--- Aim of the task ---
Quote each of the records below word for word, leaving the pictures out of your answer.

——————————

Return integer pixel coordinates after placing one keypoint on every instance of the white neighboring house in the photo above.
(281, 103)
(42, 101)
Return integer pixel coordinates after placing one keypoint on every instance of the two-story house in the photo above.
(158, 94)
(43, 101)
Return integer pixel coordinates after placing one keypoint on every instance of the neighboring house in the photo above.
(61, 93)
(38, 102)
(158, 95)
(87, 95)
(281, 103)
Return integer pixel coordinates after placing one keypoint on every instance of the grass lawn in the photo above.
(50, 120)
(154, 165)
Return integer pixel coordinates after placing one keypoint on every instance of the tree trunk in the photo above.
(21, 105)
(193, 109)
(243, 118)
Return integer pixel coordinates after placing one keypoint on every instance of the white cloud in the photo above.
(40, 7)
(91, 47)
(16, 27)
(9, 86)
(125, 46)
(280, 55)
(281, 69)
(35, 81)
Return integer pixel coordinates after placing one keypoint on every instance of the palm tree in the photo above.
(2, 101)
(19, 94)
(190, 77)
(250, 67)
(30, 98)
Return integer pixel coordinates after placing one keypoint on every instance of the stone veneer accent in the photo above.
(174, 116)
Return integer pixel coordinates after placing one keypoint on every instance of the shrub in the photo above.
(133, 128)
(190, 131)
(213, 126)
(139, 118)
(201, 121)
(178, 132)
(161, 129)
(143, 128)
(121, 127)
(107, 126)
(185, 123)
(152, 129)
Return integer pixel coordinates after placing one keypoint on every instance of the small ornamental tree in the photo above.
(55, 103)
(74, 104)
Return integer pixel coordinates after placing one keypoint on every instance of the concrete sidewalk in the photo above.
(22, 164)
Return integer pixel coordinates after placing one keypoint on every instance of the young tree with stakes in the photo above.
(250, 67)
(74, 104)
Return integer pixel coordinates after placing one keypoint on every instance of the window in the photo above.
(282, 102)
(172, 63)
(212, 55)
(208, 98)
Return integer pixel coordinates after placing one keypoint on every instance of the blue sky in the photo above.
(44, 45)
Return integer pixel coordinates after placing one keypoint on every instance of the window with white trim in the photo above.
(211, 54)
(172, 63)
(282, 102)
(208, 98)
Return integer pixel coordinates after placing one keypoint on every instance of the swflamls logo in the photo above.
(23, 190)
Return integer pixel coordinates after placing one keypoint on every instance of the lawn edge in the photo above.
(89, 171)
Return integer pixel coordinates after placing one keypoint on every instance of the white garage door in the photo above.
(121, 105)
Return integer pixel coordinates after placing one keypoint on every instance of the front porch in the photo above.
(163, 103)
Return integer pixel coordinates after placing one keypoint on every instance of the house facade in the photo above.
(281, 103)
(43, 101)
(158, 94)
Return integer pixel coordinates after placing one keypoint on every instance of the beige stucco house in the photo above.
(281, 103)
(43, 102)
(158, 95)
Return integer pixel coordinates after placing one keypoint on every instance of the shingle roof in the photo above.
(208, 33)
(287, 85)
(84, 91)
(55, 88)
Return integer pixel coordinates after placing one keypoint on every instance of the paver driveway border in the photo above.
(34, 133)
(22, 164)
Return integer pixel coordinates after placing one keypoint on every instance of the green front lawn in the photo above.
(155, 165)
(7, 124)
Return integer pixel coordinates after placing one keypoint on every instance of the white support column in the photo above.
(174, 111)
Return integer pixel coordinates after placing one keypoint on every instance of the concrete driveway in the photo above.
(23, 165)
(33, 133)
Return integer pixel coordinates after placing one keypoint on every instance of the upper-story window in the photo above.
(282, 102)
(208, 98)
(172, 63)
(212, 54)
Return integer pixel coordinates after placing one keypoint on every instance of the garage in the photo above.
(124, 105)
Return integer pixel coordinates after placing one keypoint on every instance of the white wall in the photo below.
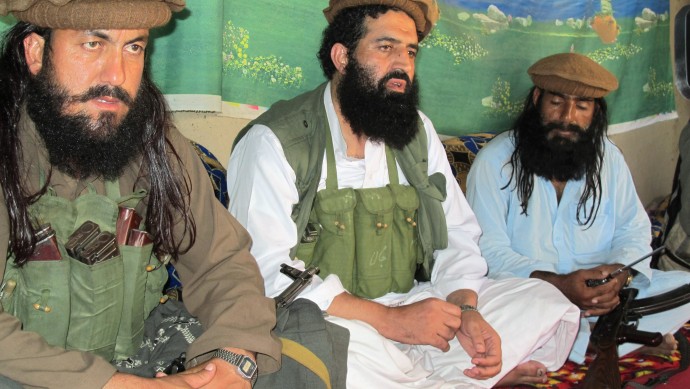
(651, 152)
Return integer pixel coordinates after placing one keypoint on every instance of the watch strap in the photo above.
(246, 367)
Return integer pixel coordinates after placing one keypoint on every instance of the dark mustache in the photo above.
(396, 74)
(103, 90)
(564, 127)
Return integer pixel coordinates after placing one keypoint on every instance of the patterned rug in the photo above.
(635, 367)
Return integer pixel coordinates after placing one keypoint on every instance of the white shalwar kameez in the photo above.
(535, 321)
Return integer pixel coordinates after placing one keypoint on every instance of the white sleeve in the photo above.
(261, 187)
(460, 265)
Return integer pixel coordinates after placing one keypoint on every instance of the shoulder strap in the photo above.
(300, 125)
(307, 358)
(431, 220)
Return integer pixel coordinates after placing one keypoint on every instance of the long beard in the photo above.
(374, 111)
(78, 145)
(556, 157)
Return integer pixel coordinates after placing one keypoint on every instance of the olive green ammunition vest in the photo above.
(97, 308)
(301, 125)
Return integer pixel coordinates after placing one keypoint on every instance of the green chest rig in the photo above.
(368, 237)
(97, 308)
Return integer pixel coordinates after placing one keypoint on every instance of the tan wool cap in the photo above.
(93, 14)
(572, 74)
(425, 13)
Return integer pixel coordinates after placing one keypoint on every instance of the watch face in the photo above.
(247, 367)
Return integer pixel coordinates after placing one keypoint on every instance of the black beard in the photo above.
(78, 145)
(558, 158)
(374, 111)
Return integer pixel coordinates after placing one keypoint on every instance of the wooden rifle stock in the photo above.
(603, 371)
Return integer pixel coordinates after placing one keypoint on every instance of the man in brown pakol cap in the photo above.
(86, 143)
(351, 177)
(556, 201)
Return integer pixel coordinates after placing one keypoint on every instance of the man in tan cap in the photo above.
(556, 200)
(87, 142)
(352, 178)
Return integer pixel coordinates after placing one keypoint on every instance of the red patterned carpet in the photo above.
(635, 367)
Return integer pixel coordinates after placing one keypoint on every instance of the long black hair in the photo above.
(169, 186)
(524, 175)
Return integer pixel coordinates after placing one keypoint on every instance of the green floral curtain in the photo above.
(240, 56)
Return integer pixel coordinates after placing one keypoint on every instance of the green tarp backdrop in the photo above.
(240, 56)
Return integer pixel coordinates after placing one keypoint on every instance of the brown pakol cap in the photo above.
(572, 74)
(93, 14)
(425, 13)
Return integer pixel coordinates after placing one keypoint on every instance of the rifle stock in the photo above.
(603, 371)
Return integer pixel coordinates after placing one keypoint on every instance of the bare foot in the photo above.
(667, 346)
(528, 373)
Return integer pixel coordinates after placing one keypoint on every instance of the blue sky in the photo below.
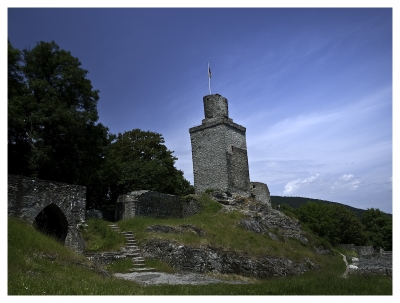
(313, 87)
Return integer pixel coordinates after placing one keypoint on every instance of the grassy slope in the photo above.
(40, 265)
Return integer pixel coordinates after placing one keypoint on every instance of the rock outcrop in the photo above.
(211, 259)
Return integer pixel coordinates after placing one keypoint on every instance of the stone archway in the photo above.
(52, 221)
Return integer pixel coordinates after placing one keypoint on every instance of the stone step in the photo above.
(142, 269)
(133, 255)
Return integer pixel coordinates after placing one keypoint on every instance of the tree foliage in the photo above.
(52, 115)
(53, 132)
(379, 228)
(334, 223)
(139, 160)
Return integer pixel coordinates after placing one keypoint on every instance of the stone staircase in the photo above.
(132, 250)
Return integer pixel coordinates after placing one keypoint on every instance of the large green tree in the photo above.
(52, 116)
(139, 160)
(334, 223)
(379, 228)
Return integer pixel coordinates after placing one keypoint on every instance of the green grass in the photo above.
(221, 231)
(39, 265)
(99, 237)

——————————

--- Solved exercise ---
Return integer pixel coordinates after placing one keypoint on every instance of the white neighboring house in the photo above.
(281, 103)
(42, 101)
Return integer pixel coordinates after placing one keypoint on every instance of the two-story house in the photo above.
(158, 94)
(43, 101)
Return integer pixel coordinates after placing one keypoint on every instance of the neighboring house in the photo above.
(61, 93)
(38, 102)
(158, 95)
(87, 95)
(281, 103)
Return integer pixel coordinates after placing one keypoint on every instance of the grass lawn in the photo above.
(50, 120)
(154, 165)
Return integer pixel coordinates after placing one keypoint on every instance of the tree trunk in the photo above.
(21, 105)
(193, 109)
(243, 118)
Return integer pixel coordinates after placing one keypoint on every instance of the white cloud in the photo above.
(40, 7)
(91, 47)
(16, 27)
(9, 86)
(125, 46)
(280, 55)
(281, 69)
(35, 81)
Return integer pixel coordinates after placing one keypoint on every instance of the palm tree in the photo above.
(2, 101)
(19, 94)
(190, 77)
(250, 67)
(30, 98)
Return integer pixel coordinates after placing one keypoint on every instance of the stone veneer accent in the photo above.
(174, 116)
Return integer pixel coordinates after placing one keypoint on every instance of the shrub in the photo above.
(133, 128)
(190, 131)
(213, 126)
(139, 118)
(201, 121)
(178, 132)
(161, 129)
(143, 128)
(121, 127)
(107, 126)
(185, 123)
(152, 129)
Return integer pixel coordinates after placing one keypoint on every instance of the small ornamental tree in the photo above.
(55, 103)
(74, 104)
Return integer pixel coordinates after placing one keypoint on every instance of the concrete sidewalk in the photo above.
(22, 164)
Return integer pixel coordinates after placing one keypoint on every instance of the young tree with stakes in the photo above.
(250, 67)
(74, 104)
Return integer pixel coordinates after placing one keypoint on every instance of the window in the photo above.
(282, 102)
(172, 63)
(212, 55)
(208, 98)
Return integer pixel coordinates after placing one keypoint on every instance of the blue sky in the photo above.
(44, 45)
Return integer pixel coordinates after placing one keypoint on every instance of the window with white trim in the photo above.
(211, 54)
(172, 63)
(282, 102)
(208, 98)
Return integer pixel coordinates after placing one keypoint on every instance of the swflamls logo in the photo above.
(23, 190)
Return integer pixel coordinates after placing one keypoint on every instance of the lawn edge in the photo above.
(89, 171)
Return integer pixel coordinates after placing one keypoint on every instance of the white garage door in the photo above.
(121, 105)
Return integer pixel coordinates after placing one keypoint on every instance of the front porch in the photo above.
(163, 103)
Return integer pixel coordinates after placing one keypoint on every instance of the house facade in the photo above.
(281, 103)
(43, 101)
(158, 94)
Return integer pixel coordinates after placing one keypoint on every instance of the beige stucco house in the photo above.
(281, 103)
(43, 102)
(158, 95)
Return integer pixel coordinates after placing one keypoint on every instance of the shingle roof in the photo above.
(208, 33)
(287, 85)
(84, 91)
(55, 88)
Return integer pixel coordinates after placing one keypoint on every instance of the paver driveway border in the photo above.
(34, 133)
(22, 164)
Return integer pixel coordinates after placing one keypoint on every instance of the green front lawn in the photo above.
(155, 165)
(7, 124)
Return integer pixel coordinates after placing one keypoint on every instance of the white support column in the photo above.
(174, 111)
Return integer pixel coordinates after placing one keypoint on every instance of the concrete driveway in the photo above.
(23, 165)
(33, 133)
Return integer pixel coordinates after placing one keypoint on every instance of the upper-story window in the photo above.
(282, 102)
(208, 98)
(172, 63)
(212, 54)
Return integer pixel coordinates after placing one keypoint on every instance of the garage in the photo above.
(124, 105)
Return integer pixel coordinates after placing one keypoint on every instance of the white wall in the photo below.
(651, 152)
Return integer pixel coordinates after placing one keypoint on every instance of the watch strap in the photo above.
(246, 367)
Return integer pixel coordinates after placing one keypoint on every instance of the dark mustache in the photo above.
(396, 74)
(103, 90)
(564, 127)
Return integer pixel coordinates after placing one keypoint on every instance of the patterned rug in the photo above.
(635, 367)
Return integer pixel coordinates after placing one keypoint on every instance of the white shalwar kameez in the photo above.
(535, 321)
Return integer pixel coordinates after placing one keypoint on every instance of the white sleeve in the photo above.
(261, 187)
(460, 265)
Return integer pixel coordinates after placing one keypoint on every instance of the shoulder strap in the photo above.
(300, 125)
(307, 358)
(431, 220)
Return integer pixel coordinates after placing one keypoint on every instance of the long beard in the photo above.
(374, 111)
(78, 145)
(556, 157)
Return integer pixel coordinates after placing one keypoint on every instance of the olive green ammunition vest in the photo above.
(97, 308)
(301, 125)
Return integer pixel coordinates after placing one keypoint on every instance of the green chest rig in the photo above.
(368, 237)
(97, 308)
Return integer pixel coordinates after placing one keypoint on every instance of the tan wool cap in the photo above.
(93, 14)
(572, 74)
(425, 13)
Return integer pixel coordinates after placing one keypoint on every instance of the watch face in the photo above.
(247, 367)
Return integer pixel coordinates after placing one keypoint on every instance of the black beard in the photo above.
(78, 145)
(558, 158)
(374, 111)
Return integer pixel coordinates after placing one keypoint on every instance of the wooden rifle stock in the photo above.
(603, 371)
Return integer pixel coordinates after placing one keypoint on every instance of the man in brown pakol cap in the photo above.
(86, 143)
(351, 177)
(556, 201)
Return integer pixel coordinates after placing one keypoint on every instance of the man in tan cap in the photo above.
(556, 200)
(87, 142)
(352, 178)
Return integer pixel coordinates after placing one keypoint on every instance of the red patterned carpet in the photo above.
(635, 367)
Return integer pixel coordinates after placing one keypoint on every instance of the long black hair in the photo above.
(169, 186)
(524, 175)
Return integer pixel coordinates after placing one keypoint on every instance of the green floral curtain in the photo above.
(240, 56)
Return integer pixel coordinates after placing one keypoint on every instance of the green tarp backdrop in the photo above.
(240, 56)
Return integer pixel coordinates after placing one keypoint on every instance of the brown pakol cap in the photo above.
(572, 74)
(93, 14)
(425, 13)
Return integer pixel coordinates after placing one keypoint on every instance of the rifle stock in the photo above.
(603, 371)
Return integer pixel coordinates after placing one keypoint on every instance of the bare foot in the photo above.
(667, 346)
(528, 373)
Return integer pixel coordinates after placing one keypoint on every instance of the blue sky in the photo below.
(313, 87)
Return integer pixel coordinates after placing one keypoint on every instance of the grassy slope in the photo above.
(40, 265)
Return integer pixel coordinates after placing one keypoint on every instance of the rock outcrop in the photo above.
(211, 259)
Return integer pixel coordinates after placing one keypoint on every instance of the stone archway in the photo above.
(52, 221)
Return integer pixel coordinates after placing one keypoint on every instance of the stone step in the photo above.
(142, 269)
(133, 255)
Return integer pixel coordinates after placing one keypoint on every instance of the tree foliage in the photo above.
(52, 115)
(53, 132)
(379, 228)
(334, 223)
(139, 160)
Return integer pixel coordinates after placing one keypoint on every instance of the stone staircase in the photo above.
(132, 250)
Return integer pixel coordinates after placing one keypoint on every instance of the large green tree in the photo above.
(52, 116)
(139, 160)
(334, 223)
(379, 228)
Return integer pixel coordinates after placing one keypoint on every instance of the green grass in the photo above.
(221, 231)
(39, 265)
(99, 237)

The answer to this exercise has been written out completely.